The data below holds a line containing "TASK = identify one point per instance of the reflection" and a line containing "TASK = identify one point per instance of the mossy"; please quote exactly those two lines and every line between them, and nothing else.

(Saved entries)
^^^^
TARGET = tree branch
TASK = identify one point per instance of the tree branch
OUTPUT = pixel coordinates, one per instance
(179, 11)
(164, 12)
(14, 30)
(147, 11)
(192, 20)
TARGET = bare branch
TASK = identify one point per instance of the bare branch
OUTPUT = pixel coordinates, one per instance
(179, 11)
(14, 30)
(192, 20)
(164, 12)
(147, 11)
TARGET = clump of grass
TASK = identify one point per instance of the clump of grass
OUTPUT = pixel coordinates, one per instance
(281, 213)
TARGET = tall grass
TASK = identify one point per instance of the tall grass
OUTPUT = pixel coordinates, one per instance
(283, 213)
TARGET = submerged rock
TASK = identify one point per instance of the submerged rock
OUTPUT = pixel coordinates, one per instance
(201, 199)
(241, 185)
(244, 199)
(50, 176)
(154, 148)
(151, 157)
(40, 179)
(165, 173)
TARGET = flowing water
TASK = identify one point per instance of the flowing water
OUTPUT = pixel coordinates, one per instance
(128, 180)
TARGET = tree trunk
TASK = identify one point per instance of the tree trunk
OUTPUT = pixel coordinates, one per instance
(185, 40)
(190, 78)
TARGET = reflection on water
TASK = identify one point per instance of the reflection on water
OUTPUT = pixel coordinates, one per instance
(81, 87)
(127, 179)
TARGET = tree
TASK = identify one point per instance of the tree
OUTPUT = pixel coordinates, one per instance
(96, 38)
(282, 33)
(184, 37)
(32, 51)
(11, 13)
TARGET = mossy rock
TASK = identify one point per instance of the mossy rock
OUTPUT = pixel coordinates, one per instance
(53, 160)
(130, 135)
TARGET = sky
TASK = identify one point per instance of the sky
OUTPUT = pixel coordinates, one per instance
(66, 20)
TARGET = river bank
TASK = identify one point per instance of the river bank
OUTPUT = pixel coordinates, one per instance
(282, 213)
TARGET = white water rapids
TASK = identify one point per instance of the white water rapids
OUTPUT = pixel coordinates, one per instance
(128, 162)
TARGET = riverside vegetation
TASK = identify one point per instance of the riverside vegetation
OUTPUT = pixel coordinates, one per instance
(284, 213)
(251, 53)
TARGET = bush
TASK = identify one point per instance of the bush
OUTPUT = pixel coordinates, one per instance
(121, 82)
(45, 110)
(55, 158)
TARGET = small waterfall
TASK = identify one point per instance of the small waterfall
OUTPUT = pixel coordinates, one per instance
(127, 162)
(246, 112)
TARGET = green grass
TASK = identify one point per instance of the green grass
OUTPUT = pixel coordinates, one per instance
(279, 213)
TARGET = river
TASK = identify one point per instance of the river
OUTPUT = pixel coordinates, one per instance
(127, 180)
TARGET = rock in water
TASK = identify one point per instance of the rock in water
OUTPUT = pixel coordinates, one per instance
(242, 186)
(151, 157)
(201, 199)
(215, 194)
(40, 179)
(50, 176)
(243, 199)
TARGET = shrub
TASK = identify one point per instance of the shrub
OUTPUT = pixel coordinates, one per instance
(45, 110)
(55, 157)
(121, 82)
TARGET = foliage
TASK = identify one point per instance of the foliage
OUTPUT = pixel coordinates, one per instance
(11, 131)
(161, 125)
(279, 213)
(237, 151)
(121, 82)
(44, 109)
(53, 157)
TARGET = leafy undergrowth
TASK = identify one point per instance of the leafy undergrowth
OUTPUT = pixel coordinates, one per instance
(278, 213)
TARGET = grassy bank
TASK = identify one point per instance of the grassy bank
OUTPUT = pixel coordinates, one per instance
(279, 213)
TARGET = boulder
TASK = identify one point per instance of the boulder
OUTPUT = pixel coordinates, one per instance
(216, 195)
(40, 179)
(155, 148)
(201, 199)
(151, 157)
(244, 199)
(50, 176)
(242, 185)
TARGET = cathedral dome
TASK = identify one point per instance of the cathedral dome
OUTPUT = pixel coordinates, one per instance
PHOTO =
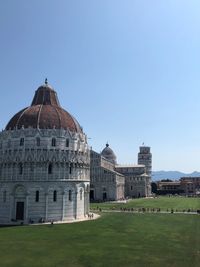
^^^^
_WORKED SOLUTION_
TASK = identify one point per instance of the reflection on water
OUTPUT = pixel coordinates, one per instance
(81, 87)
(127, 179)
TARGET = tree
TASK = identify one point per instance of the tree
OUTPUT = pixel coordinates, one per instance
(96, 38)
(282, 33)
(184, 37)
(32, 51)
(11, 13)
TARGET = mossy rock
TASK = identify one point per instance of the mossy rock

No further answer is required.